Passage given:
* * * * * * * * *

# Thanks to Matt!!



## beersalt (Feb 3, 2017)

I just wanna throw it out, and give a big fuck yea fuck yea to Matt Derrick for providing this awesome space for misfit travelers!! I had the pleasure of meeting him at slabs a month or two ago and to spend some time working and chillin with him at the library as well as going on a road trip with him to the RTR this year. He's one of the most level headed and caring dirty kids I've met and I'm happy to call him my friend and DAD! Thanks for the space Matt!


----------



## ped (Feb 3, 2017)

you mean mike?


----------



## beersalt (Feb 3, 2017)

No... I mean Matt...


----------



## beersalt (Feb 3, 2017)

Ya know, the guy who created this website... Lol


----------



## Deleted member 125 (Feb 3, 2017)

someone calling matt dad...guess it had to happen sooner or later...

* * * * * * * * *

What to do:
(1) Answer these about the thread thanking Matt:
(a) Where did beersalt meet Matt?
(b) What name did ped suggest in place of Matt?
(c) What did beersalt say Matt created?
(2) Please carry on the thread thanking Matt from its last post, keeping the same posting style.
The lines after this sentence are separate material with no tie to the thread.

Provided material:
* * * * * * * * *

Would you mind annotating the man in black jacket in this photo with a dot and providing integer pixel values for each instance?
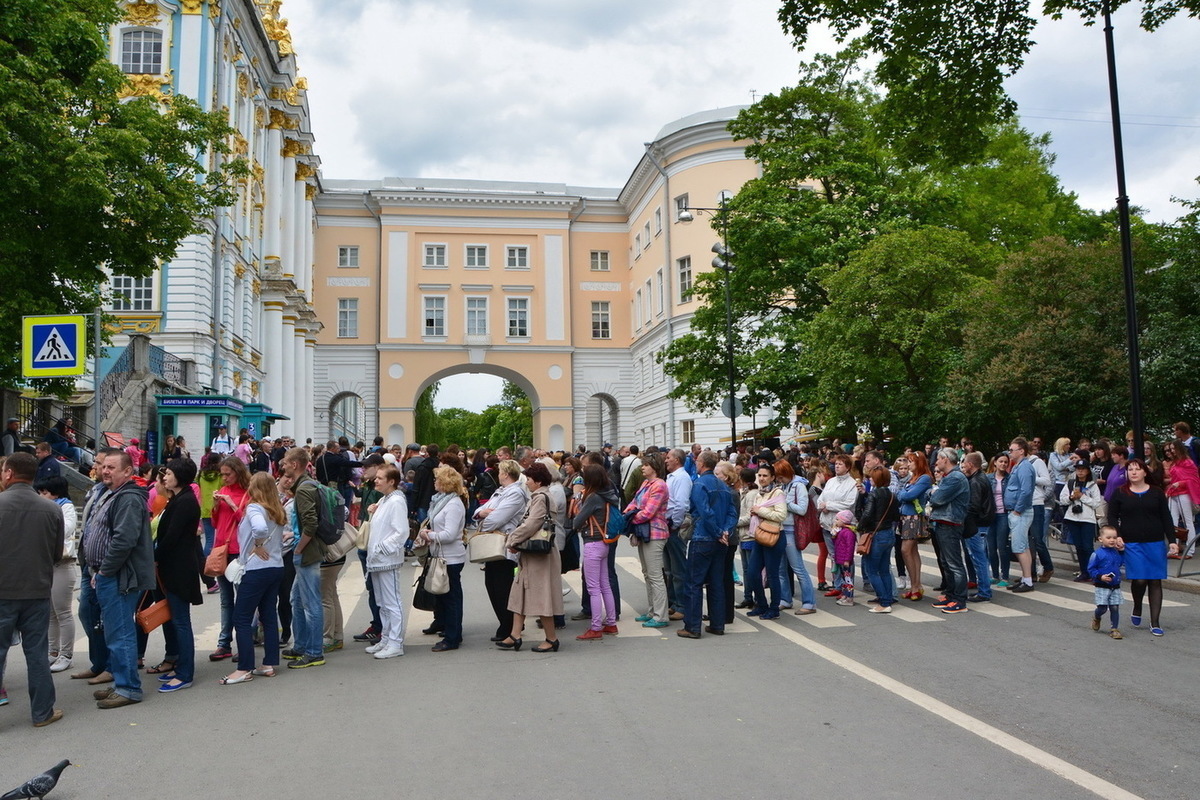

* * * * * * * * *

Replies:
(1)
(a) At Slabs.
(b) Mike.
(c) This website.

(2)
----------



## beersalt (Feb 3, 2017)

Inside joke from the RTR trip lol


----------



## beersalt (Feb 3, 2017)

Actually there's a few of us that do, he'll get it


----------



## LeeenPocket (Feb 5, 2017)

Daddddd!!!!!! We miss you!!!!!


----------



## ChezaRose (Feb 6, 2017)

Haha how cute!

This place really is pretty awesome though. On and off the road.

This girl I liked back about five and a half years ago inadvertently showed me this website I've been off and on ever since.

I love my little rabbits. Even when they're moody.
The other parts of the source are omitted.